> ZU ERLEDIGENDE AUFGABEN:
1. Übersetzen Sie bitte den Satz „Wir haben zudem tolle Kooperationspartner*innen an weiteren Standorten und planen natürlich auch entsprechende Workshops und Veröffentlichungen.“ aus dem Text zur DFG-Förderung ins Englische.
2. Wiederholen Sie aus dem Text zur DFG-Förderung wortgetreu die Passage von „Das Projekt ist“ bis einschließlich „Workshops und Veröffentlichungen.“.
3. Setzen Sie den Text zur DFG-Förderung im Anschluss an seinen letzten Satz fort.

Können Sie etwas mehr zur DFG-Förderung erzählen?

Das Projekt ist in der WEAVE-Förderung angesiedelt, dort werden bi- oder trilaterale Forschungsprojekte in der Kooperation von Wissenschaftler*innen an Universitäten in Duetschland, Österreich und der Schweiz gefördert. Beantragt – und bewilligt bekommen – haben wir mehrere Stellen für Wissenschaftliche Mitarbeiter*innen, die nun an den unterschiedlichen Standorten angesiedelt sind. Das Projekt läuft über 3 Jahre, die Arbeit darin lässt sich also gut z.B. mit einer Dissertation zum gleichen Thema zusammenbringen. Wir haben zudem tolle Kooperationspartner*innen an weiteren Standorten und planen natürlich auch entsprechende Workshops und Veröffentlichungen.

Was erwarten Sie sich von REDiCON?

> VORLIEGENDE ANGABEN:
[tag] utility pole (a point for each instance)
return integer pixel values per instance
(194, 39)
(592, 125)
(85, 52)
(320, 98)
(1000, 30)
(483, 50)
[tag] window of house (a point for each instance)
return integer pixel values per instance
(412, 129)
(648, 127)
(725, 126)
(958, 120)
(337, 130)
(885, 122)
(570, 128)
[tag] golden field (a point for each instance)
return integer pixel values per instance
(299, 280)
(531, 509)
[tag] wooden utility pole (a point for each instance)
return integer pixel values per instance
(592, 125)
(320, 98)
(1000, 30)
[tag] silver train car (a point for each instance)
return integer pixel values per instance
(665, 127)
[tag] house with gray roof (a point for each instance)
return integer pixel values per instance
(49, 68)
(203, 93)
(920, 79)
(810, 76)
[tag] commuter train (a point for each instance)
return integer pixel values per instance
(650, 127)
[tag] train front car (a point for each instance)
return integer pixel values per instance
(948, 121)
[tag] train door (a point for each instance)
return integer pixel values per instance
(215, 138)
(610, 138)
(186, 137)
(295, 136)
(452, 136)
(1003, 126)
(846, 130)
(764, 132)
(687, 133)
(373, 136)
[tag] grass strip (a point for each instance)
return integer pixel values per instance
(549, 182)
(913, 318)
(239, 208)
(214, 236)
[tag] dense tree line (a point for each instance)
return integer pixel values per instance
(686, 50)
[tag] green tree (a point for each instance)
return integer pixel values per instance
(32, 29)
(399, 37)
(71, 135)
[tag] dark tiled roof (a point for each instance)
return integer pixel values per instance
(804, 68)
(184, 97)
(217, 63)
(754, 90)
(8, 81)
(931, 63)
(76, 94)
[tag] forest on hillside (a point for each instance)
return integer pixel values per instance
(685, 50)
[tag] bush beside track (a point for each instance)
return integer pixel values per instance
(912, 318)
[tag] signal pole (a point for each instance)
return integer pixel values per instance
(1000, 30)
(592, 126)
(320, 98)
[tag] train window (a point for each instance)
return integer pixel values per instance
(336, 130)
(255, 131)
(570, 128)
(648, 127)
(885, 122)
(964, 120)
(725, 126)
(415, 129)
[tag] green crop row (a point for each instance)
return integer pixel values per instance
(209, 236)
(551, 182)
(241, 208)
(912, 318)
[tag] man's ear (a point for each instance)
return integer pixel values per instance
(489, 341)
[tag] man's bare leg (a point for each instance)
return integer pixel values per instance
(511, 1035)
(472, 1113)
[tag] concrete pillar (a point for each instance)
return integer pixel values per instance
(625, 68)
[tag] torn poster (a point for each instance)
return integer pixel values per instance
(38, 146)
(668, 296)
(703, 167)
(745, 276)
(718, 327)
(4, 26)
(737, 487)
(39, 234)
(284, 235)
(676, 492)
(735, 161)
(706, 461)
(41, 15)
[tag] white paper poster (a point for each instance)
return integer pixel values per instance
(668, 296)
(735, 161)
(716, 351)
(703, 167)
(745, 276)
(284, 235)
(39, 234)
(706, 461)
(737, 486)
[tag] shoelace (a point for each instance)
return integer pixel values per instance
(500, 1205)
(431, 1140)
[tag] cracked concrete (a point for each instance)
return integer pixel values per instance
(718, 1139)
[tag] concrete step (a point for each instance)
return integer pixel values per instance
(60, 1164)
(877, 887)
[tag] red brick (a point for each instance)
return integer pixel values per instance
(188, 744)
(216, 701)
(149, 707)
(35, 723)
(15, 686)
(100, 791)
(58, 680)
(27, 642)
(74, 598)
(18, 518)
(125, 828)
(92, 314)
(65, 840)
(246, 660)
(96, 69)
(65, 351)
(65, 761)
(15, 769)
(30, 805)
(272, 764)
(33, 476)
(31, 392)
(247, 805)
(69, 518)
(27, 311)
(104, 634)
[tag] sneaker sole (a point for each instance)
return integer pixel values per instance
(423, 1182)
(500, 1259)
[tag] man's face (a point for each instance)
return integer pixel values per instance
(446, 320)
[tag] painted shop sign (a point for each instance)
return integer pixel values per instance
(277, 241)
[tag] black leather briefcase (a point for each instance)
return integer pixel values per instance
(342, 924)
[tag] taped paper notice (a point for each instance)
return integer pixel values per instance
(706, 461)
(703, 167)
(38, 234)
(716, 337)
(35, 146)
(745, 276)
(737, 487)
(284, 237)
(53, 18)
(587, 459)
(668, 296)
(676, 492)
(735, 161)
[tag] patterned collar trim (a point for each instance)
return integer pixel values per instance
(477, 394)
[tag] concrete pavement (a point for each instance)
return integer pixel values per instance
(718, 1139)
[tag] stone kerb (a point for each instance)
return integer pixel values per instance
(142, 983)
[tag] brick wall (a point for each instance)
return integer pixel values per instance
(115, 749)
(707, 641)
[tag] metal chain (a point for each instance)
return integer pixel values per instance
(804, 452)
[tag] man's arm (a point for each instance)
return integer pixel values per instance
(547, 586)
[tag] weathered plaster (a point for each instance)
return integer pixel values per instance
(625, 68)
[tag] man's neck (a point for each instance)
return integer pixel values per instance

> LÖSUNGEN:
1. We also have great cooperation partners at other locations and are, of course, also planning corresponding workshops and publications.

2.
Das Projekt ist in der WEAVE-Förderung angesiedelt, dort werden bi- oder trilaterale Forschungsprojekte in der Kooperation von Wissenschaftler*innen an Universitäten in Duetschland, Österreich und der Schweiz gefördert. Beantragt – und bewilligt bekommen – haben wir mehrere Stellen für Wissenschaftliche Mitarbeiter*innen, die nun an den unterschiedlichen Standorten angesiedelt sind. Das Projekt läuft über 3 Jahre, die Arbeit darin lässt sich also gut z.B. mit einer Dissertation zum gleichen Thema zusammenbringen. Wir haben zudem tolle Kooperationspartner*innen an weiteren Standorten und planen natürlich auch entsprechende Workshops und Veröffentlichungen.

3.
Einerseits natürlich Einblicke in unser Forschungsfeld und Aufschluss zu unseren Fragen: Nach dem Wandel von Konfession(alität) und Bekenntniskultur, aber dazu gehören auch Subfragestellungen wie nach diskursiven und nicht-diskursiven Praktiken der Selbstthematisierung, der Artikulation von Zugehörigkeit und der Markierung normativer Ansprüche – also zu den großen systematischen Fragen nach Identität, Gemeinschaft und Autorität im Kontext digitaler Religion. Gerade im Bochumer Teilprojekt kommt außerdem die Frage dazu, wie dieser Content christlicher Influencer*innen überhaupt rezipiert wird, was meines Erachtens bisher eine besonders große Black Box ist. Last but not least können wir damit hoffentlich auch eine größere Aufmerksamkeit für dieses Forschungsfeld schaffen, das für viele religiöse Menschen von großem Belang ist und sicher vorerst bleiben wird.

Vielen Dank für das Interview!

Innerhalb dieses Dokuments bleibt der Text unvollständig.